#### Exercise material ####
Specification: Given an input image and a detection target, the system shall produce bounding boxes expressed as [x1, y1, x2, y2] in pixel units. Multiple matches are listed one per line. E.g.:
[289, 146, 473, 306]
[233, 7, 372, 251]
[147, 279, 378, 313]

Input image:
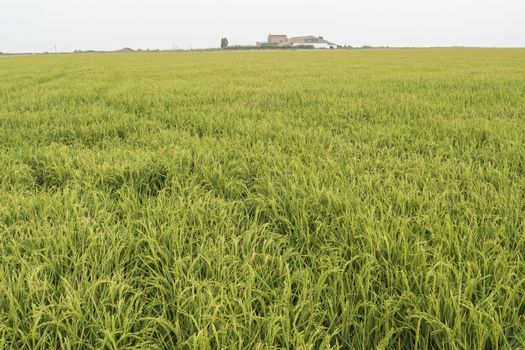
####
Can you retype every line of the records above with nothing changed, leaving the pictures out?

## The response
Specification: Given an input image and a detection target, the system shall produce bounding boxes expressed as [x1, y1, x2, y2] in pixel units. Multiple matches are listed one per line. E.g.:
[289, 146, 473, 306]
[233, 7, 372, 251]
[147, 279, 378, 313]

Input image:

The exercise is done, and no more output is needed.